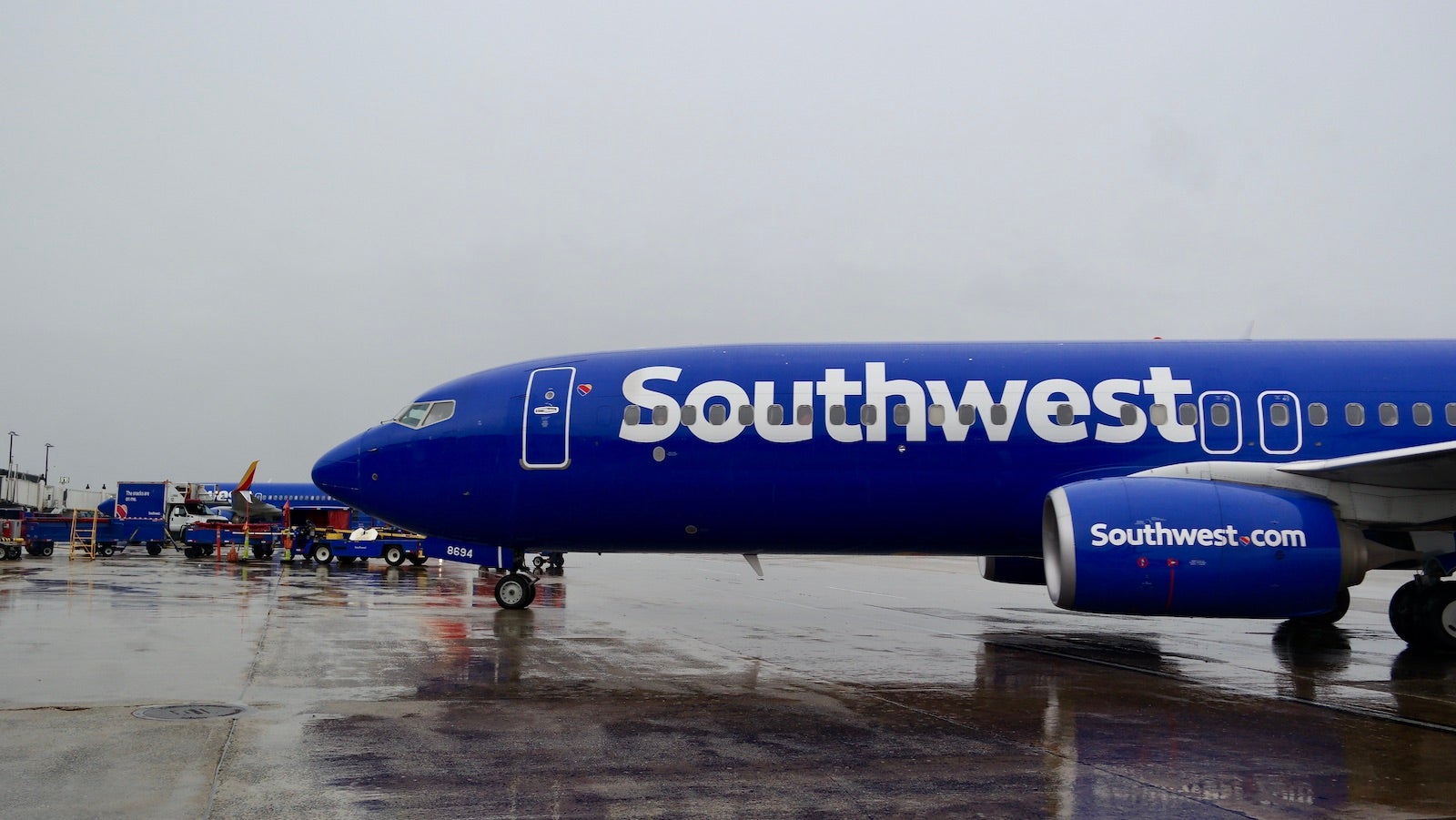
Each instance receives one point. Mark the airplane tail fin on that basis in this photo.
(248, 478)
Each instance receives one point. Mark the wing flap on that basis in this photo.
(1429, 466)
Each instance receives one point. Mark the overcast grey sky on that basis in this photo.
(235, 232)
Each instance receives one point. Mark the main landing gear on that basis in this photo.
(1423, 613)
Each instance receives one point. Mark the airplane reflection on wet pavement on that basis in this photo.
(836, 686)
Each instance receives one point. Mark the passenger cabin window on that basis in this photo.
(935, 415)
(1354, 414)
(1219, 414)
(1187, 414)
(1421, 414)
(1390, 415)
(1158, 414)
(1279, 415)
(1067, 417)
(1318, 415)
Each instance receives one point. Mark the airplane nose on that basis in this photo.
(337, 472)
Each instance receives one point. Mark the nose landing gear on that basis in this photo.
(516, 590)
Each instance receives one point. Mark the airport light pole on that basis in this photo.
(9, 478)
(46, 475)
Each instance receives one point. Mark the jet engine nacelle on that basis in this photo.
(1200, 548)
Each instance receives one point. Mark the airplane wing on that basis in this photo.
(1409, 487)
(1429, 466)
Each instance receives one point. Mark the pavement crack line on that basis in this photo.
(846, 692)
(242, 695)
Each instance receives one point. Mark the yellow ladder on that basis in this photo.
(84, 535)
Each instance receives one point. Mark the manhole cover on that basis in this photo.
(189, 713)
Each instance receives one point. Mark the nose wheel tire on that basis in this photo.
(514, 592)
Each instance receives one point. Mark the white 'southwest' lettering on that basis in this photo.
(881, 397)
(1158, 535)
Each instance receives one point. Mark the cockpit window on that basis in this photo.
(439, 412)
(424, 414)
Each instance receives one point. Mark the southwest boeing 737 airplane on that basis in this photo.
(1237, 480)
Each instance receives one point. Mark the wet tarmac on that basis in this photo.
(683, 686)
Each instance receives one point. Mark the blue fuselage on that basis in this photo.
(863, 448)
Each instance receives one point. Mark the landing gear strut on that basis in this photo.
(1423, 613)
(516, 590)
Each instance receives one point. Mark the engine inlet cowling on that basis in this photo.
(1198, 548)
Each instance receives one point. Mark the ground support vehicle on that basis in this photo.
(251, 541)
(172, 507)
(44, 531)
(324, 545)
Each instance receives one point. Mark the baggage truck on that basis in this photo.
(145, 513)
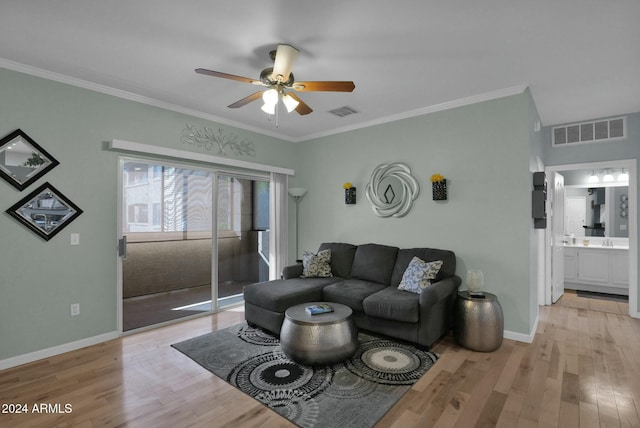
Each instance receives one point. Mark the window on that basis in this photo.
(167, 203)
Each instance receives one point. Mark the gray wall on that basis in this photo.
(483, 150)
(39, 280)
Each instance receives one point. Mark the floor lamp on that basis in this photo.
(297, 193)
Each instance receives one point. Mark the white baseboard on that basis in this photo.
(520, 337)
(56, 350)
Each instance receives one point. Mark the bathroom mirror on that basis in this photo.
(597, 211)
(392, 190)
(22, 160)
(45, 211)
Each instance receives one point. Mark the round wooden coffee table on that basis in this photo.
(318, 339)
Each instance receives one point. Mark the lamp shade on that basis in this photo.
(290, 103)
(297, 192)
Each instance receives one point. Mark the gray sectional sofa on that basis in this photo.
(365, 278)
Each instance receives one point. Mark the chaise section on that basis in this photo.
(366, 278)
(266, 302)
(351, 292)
——————
▸ Problem statement
Restate the records above in full, word for word. Keep pictures out.

▸ Correct output
Each instance receives one point. Mark the airplane tail fin on that basis in this photo.
(248, 478)
Each instance receives one point. Mark the wing flap on that basis in this photo.
(1429, 466)
Each instance receives one point. Mark the overcast grey sky on that basis in this photo.
(235, 232)
Each instance receives one point. Mark the main landing gear on that basis in this photo.
(1423, 613)
Each instance receives one point. Mark the airplane reflection on wet pavement on that basis in this photo.
(836, 686)
Each instance receives one point. Mark the passenger cabin window on that basis in this photo.
(935, 415)
(1354, 414)
(1219, 414)
(1187, 414)
(1421, 414)
(1390, 415)
(1158, 414)
(1279, 415)
(1067, 417)
(1318, 415)
Each instance receives one point. Mark the airplane nose on that basis in this photo.
(337, 472)
Each instance receives one point. Mark the nose landing gear on that basis in this photo.
(516, 590)
Each instance receives one point. Mark the airport light pole on that basis in this photo.
(9, 478)
(46, 475)
Each instance receives one point. Mark the jet engine nacelle on that basis in this photo.
(1200, 548)
Each instance receives one point. Mark the airplane wing on that basis in this photo.
(1409, 487)
(1429, 466)
Each instance receives one point. Mark the pavement crack line on that basis in this photo.
(846, 692)
(242, 695)
Each instance receives one point. Mark the yellow ladder on that basis in this photo.
(84, 535)
Each instance receives one point. Mark the manhole cover on that basis in this photo.
(189, 713)
Each instance receives one point. Mark the nose wheel tire on that basis in this photo.
(514, 592)
Each instance receives one point. Mark the white 'southwest' lettering on that basis in this photo.
(881, 397)
(1158, 535)
Each instance receives one point. Mark the cockpit window on that basis in this photo.
(439, 412)
(424, 414)
Each instance receives one point. Mark the southwest boeing 737 airplane on that basis in this photo.
(1237, 480)
Each instance receives one point. Mark the wet tarmac on that basis in this photo.
(683, 686)
Each instance receives one point. Mark the blue fuselage on that basis in this photo.
(863, 448)
Each instance receives one point. Mark the landing gear strut on that basis in this photo.
(1423, 613)
(516, 590)
Each instance receives one point. Mark the engine inlet cowling on that basis in this photo.
(1198, 548)
Each instance receives one point. Mark the ground support vehicle on that basis in this photo.
(251, 541)
(172, 507)
(44, 531)
(324, 545)
Each instance receives one point. Mark the baggage truck on that basis in this photo.
(145, 513)
Each instance receives one point. Mark the window on that basis in this photo.
(167, 203)
Each instance receives one point. Mark the gray wall on that basis in this photo.
(483, 150)
(39, 280)
Each instance receives one point. Mark the floor lamp on that basis in this photo.
(297, 193)
Each instance receives one point. Mark the white baseboard on that basis in this photo.
(520, 337)
(56, 350)
Each instance receives one point. Mark the bathroom mirror on that basis in this photo.
(597, 211)
(392, 190)
(22, 160)
(45, 211)
Each instance receives one point. Mark the round wooden coffee table on that basis in this photo.
(318, 339)
Each instance receives one point. Mark the lamp shade on that basis in this photo.
(290, 103)
(297, 192)
Each instance receives one point. Mark the gray sectional sofa on that basis in this photo.
(365, 278)
Each instance receives one point. Mark the chaise section on that basis in this photo.
(366, 278)
(266, 302)
(351, 292)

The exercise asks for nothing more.